REQUIREMENTS: Render as a numbered list every line from the one containing "Can you see the car debris" through the last line of the rows, both ends inclusive, with blank lines omitted.
══ DATA IN THIS EXERCISE
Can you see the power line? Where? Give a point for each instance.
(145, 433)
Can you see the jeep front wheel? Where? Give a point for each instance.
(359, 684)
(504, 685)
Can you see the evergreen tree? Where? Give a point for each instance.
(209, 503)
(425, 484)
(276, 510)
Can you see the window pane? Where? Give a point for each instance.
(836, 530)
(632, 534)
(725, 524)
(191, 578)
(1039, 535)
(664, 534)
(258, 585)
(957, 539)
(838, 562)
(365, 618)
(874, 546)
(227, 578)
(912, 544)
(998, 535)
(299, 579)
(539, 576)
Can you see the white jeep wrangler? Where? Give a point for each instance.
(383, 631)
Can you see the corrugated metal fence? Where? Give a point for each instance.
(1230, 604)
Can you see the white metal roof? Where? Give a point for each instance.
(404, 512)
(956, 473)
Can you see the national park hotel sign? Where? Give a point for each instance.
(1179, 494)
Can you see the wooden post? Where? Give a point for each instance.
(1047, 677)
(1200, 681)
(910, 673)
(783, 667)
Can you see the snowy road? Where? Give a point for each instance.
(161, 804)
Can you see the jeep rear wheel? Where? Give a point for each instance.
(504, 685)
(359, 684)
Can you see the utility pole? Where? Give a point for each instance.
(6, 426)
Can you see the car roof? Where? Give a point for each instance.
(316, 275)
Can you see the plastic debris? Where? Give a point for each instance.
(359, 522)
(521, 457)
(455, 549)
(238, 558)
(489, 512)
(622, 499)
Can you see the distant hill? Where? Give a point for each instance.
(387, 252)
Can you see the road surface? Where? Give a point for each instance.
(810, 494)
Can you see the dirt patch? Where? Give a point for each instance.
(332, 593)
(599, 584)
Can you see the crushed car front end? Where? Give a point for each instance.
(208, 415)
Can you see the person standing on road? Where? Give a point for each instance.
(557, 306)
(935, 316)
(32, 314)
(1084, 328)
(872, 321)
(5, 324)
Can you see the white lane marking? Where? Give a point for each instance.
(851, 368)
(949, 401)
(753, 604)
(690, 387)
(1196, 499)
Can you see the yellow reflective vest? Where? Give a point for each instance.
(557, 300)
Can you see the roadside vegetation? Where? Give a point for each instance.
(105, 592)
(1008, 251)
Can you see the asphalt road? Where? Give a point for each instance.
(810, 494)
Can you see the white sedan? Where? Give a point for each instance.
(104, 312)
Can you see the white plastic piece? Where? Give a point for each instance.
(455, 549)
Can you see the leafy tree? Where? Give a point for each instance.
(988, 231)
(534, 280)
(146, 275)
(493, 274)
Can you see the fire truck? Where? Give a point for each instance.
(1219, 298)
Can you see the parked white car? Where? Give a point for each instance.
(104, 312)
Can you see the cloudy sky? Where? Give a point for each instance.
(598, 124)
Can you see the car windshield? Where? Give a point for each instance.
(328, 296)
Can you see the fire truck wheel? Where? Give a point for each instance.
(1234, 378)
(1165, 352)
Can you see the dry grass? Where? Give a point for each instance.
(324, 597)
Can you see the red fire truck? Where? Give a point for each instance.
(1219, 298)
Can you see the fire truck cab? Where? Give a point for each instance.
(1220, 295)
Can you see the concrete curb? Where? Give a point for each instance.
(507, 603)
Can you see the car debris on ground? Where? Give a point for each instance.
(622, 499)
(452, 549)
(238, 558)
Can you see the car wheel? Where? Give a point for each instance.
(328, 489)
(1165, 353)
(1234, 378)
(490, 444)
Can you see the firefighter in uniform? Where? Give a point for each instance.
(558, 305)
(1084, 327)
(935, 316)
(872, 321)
════
THE SOLUTION:
1. Can you see the car debris on ground? Where? Give a point for each instance.
2. (622, 499)
3. (452, 549)
4. (238, 558)
5. Can you see the car wheel? Where? Give a point for each instance.
6. (328, 489)
7. (1165, 353)
8. (1234, 378)
9. (490, 444)
10. Can you see the firefighter in uniform? Where? Give a point for each instance.
11. (558, 305)
12. (1084, 327)
13. (935, 316)
14. (872, 321)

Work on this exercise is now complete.